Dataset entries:
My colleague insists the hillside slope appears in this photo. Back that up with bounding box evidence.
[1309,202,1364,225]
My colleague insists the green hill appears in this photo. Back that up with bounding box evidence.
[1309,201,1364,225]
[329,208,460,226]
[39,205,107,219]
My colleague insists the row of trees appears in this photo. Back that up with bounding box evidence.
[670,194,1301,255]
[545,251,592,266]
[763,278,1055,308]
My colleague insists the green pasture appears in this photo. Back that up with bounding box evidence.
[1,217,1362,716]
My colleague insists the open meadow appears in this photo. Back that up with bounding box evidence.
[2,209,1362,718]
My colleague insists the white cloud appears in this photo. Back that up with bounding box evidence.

DIRECTIONS FOR THIS TASK:
Return the records above verbatim, in their entirety.

WRITTEN ANSWER:
My colleague insists the hillside slope appears in this photo. Back that up with bounding box evidence.
[1309,202,1364,225]
My colleague insists the green hill appears in this photo. Back that up with bounding box evidence.
[1309,201,1364,225]
[329,208,460,226]
[39,205,107,219]
My colleague insists the row of trees appears in this photo. Back that up with bounding box evidence.
[670,194,1301,255]
[545,251,592,266]
[763,278,1055,308]
My colleague insists the green pasture appears in this photo. Back that up with bounding box evidence.
[1,217,1362,716]
My colleague insists the open meadow appears in this photo. Back that up with bounding box evidence.
[2,209,1362,718]
My colleague insists the white cloud appears in this photo. Back that up with bounding box evidence.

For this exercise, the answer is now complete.